• **Exercise instructions**
Rescale the entries below by repeating every line, requests included, with each coordinate in the answers multiplied by 2.15 and rounded to the nearest whole number, halves rounding up.

# Start of Data section

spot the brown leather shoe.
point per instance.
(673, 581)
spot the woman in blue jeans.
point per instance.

# End of Data section

• **Answer in full**
spot the brown leather shoe.
point per instance.
(1447, 1249)
spot the woman in blue jeans.
point per instance.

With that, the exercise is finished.